INSTRUCTIONS TO FOLLOW → The line that contains "blurred flower bud -> point" and every line after it, down to the last one, must be restated word for word, with no pictures.

DATASET EXCERPTS →
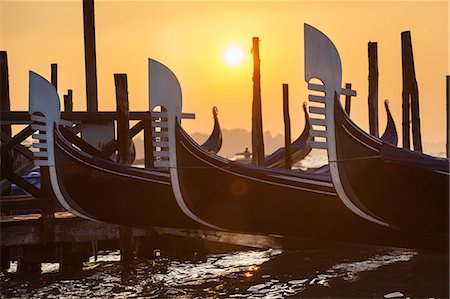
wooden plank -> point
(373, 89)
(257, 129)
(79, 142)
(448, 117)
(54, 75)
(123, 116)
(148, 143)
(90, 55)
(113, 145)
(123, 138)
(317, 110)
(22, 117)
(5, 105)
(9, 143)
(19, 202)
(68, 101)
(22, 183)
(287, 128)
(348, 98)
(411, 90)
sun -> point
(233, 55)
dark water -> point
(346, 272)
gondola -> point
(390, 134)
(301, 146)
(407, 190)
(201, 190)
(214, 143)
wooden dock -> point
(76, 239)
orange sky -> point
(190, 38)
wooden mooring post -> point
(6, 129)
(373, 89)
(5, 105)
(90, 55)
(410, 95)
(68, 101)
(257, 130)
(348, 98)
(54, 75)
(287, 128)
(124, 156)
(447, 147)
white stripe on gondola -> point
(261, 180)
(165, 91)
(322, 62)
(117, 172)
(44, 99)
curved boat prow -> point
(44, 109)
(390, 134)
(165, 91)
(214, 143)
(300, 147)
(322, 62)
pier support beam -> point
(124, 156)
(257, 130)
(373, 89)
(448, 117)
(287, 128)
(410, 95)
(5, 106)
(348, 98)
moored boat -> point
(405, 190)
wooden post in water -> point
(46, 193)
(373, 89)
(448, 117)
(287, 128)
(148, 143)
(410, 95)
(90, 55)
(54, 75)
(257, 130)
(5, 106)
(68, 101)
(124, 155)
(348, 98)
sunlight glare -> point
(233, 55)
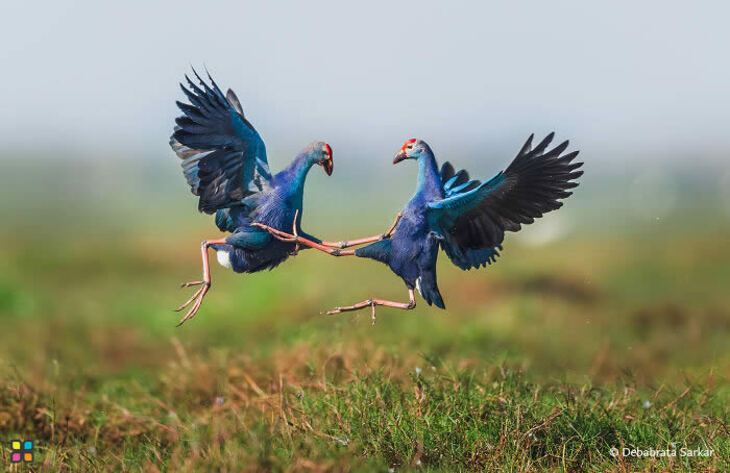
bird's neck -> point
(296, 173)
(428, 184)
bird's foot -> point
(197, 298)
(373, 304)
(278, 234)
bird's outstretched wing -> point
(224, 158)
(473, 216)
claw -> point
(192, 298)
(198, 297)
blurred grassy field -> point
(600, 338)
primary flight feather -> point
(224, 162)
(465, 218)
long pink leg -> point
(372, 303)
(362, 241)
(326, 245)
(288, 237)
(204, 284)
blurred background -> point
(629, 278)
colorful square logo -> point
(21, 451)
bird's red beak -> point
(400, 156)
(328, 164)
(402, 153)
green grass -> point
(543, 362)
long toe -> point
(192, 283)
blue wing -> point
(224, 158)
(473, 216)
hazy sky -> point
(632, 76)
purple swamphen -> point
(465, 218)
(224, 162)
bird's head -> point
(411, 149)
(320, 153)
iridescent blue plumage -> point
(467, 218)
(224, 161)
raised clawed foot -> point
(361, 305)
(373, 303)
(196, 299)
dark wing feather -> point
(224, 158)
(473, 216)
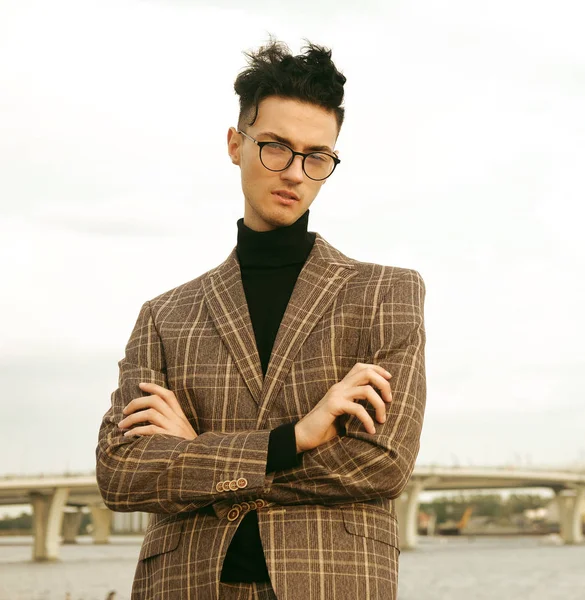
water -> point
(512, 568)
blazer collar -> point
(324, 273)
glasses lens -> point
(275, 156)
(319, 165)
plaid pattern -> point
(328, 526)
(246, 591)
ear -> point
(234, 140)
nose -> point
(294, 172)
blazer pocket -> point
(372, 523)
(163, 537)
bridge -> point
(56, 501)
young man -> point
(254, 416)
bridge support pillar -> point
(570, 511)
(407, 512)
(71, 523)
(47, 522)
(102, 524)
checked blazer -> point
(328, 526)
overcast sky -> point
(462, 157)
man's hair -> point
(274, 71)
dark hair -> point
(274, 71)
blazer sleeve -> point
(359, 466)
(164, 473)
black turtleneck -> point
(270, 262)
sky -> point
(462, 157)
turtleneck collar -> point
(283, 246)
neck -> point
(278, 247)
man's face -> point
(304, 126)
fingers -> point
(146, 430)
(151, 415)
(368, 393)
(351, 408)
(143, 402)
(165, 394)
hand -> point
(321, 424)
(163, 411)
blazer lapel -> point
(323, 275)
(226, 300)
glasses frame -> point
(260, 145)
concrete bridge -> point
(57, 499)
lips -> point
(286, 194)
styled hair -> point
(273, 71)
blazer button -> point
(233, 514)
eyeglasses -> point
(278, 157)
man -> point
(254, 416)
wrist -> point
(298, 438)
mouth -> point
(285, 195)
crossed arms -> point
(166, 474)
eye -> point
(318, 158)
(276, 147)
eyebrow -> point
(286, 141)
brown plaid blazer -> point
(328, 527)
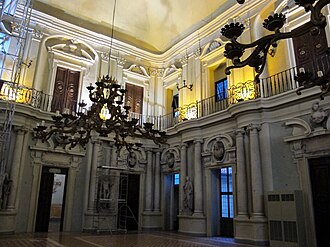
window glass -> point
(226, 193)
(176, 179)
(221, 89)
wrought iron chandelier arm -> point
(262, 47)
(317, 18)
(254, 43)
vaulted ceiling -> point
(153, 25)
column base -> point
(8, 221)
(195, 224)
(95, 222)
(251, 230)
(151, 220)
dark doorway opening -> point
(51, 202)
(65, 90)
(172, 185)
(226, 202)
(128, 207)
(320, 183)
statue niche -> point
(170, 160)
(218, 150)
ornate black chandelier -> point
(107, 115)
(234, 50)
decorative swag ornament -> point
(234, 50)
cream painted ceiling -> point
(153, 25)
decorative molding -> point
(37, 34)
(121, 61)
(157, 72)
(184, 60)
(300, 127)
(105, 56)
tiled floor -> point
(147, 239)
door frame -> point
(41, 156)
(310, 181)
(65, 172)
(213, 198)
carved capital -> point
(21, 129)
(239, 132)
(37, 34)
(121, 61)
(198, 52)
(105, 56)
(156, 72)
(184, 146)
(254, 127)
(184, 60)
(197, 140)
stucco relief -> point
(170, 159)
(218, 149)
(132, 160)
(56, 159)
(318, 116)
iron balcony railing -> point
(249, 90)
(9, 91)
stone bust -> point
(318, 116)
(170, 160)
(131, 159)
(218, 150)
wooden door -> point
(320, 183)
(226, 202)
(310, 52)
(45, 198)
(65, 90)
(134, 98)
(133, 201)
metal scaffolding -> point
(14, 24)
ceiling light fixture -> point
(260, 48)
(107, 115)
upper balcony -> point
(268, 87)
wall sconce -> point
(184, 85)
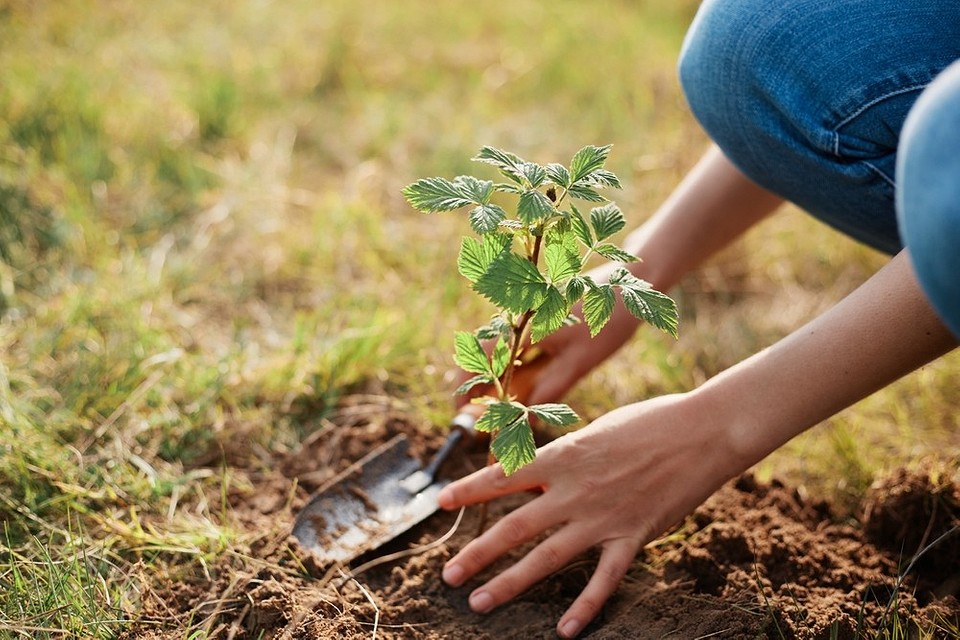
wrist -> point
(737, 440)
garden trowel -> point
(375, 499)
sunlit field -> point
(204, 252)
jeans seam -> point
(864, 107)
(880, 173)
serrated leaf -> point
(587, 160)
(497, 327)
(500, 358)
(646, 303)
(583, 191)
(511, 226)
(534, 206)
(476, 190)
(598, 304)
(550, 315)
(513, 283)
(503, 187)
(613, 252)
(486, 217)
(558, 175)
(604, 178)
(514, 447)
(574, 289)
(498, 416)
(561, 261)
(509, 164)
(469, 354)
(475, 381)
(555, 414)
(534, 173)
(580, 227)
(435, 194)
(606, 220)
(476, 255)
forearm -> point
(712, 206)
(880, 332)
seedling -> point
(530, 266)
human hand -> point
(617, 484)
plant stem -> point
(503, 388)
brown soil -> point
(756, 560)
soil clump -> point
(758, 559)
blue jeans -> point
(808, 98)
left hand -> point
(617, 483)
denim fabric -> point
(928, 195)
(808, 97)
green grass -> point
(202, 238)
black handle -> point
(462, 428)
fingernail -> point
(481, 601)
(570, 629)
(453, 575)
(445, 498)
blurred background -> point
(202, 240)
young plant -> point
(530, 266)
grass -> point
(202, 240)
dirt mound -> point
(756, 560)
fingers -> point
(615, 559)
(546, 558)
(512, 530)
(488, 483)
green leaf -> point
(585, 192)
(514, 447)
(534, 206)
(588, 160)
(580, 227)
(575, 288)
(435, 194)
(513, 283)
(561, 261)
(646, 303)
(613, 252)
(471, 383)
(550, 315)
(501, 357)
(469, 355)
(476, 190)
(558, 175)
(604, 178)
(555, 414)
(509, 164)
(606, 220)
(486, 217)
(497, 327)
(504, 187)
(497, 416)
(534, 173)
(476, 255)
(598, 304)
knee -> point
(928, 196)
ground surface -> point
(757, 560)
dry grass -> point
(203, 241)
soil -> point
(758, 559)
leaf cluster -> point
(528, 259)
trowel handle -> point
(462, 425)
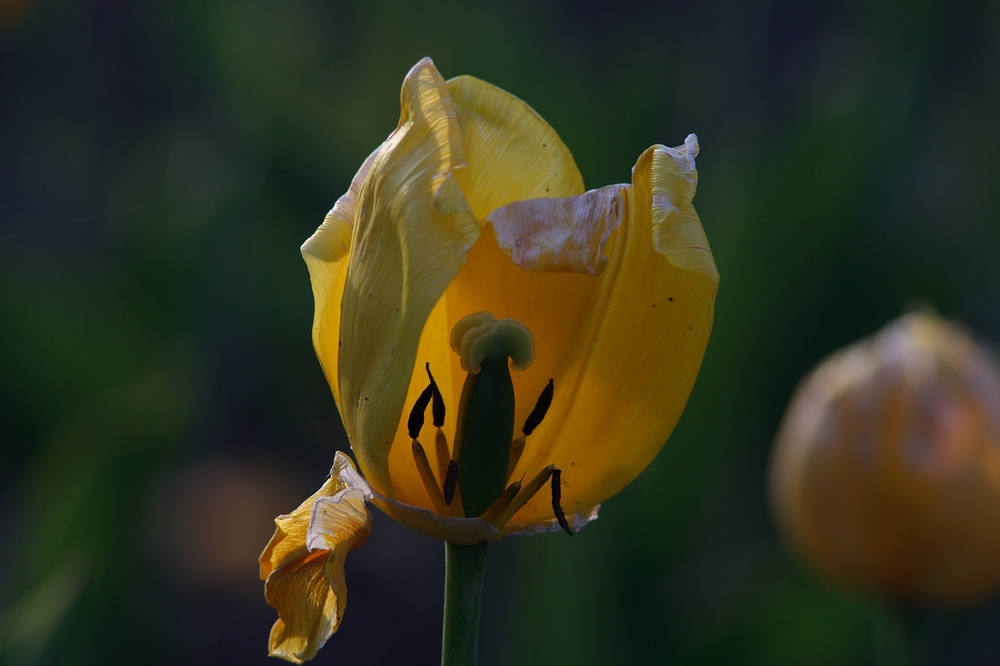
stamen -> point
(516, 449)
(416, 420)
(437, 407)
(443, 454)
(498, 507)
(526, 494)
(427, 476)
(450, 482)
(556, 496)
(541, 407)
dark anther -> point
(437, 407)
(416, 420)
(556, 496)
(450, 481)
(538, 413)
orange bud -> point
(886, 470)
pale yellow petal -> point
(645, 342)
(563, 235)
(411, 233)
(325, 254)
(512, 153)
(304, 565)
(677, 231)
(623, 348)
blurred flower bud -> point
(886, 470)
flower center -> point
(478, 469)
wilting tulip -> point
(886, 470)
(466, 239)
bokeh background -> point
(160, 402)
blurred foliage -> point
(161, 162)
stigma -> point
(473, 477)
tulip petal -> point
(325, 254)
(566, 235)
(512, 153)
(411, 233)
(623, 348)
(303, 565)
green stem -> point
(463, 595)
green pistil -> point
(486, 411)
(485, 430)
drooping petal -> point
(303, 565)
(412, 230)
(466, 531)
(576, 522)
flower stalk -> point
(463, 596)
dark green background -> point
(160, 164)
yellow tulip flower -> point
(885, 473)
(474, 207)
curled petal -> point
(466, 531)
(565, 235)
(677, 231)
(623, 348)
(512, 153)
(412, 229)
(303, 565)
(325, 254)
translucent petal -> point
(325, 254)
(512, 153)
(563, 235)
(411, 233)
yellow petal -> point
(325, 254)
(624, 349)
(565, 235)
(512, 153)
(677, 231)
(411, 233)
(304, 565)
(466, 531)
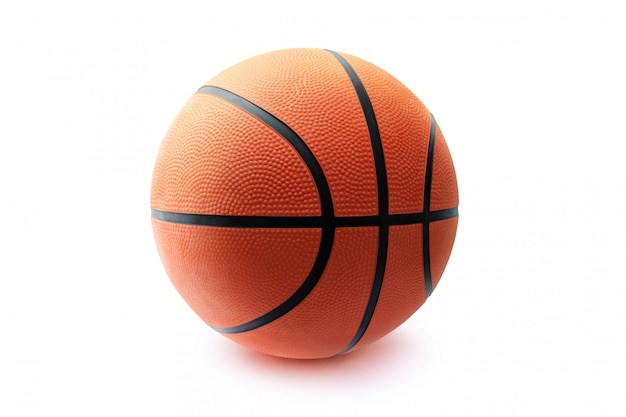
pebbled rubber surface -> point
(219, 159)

SOLUTION TO THIS TASK →
blurred flower bud -> point
(886, 470)
flower center -> point
(478, 469)
wilting tulip -> point
(886, 470)
(466, 239)
bokeh background -> point
(160, 402)
blurred foliage -> point
(161, 162)
stigma -> point
(473, 477)
tulip petal -> point
(325, 254)
(566, 235)
(512, 153)
(411, 233)
(623, 348)
(303, 565)
green stem -> point
(463, 595)
green pistil -> point
(486, 411)
(485, 430)
drooping petal -> point
(303, 565)
(412, 230)
(466, 531)
(576, 522)
flower stalk -> point
(463, 596)
dark green background -> point
(160, 164)
yellow tulip flower -> point
(885, 473)
(474, 207)
curled petal -> point
(466, 531)
(565, 235)
(677, 231)
(623, 348)
(512, 153)
(412, 229)
(303, 565)
(325, 254)
translucent petal -> point
(325, 254)
(512, 153)
(563, 235)
(411, 233)
yellow petal -> point
(325, 254)
(624, 349)
(565, 235)
(512, 153)
(677, 231)
(411, 233)
(304, 565)
(466, 531)
pebbled rubber surface -> point
(219, 159)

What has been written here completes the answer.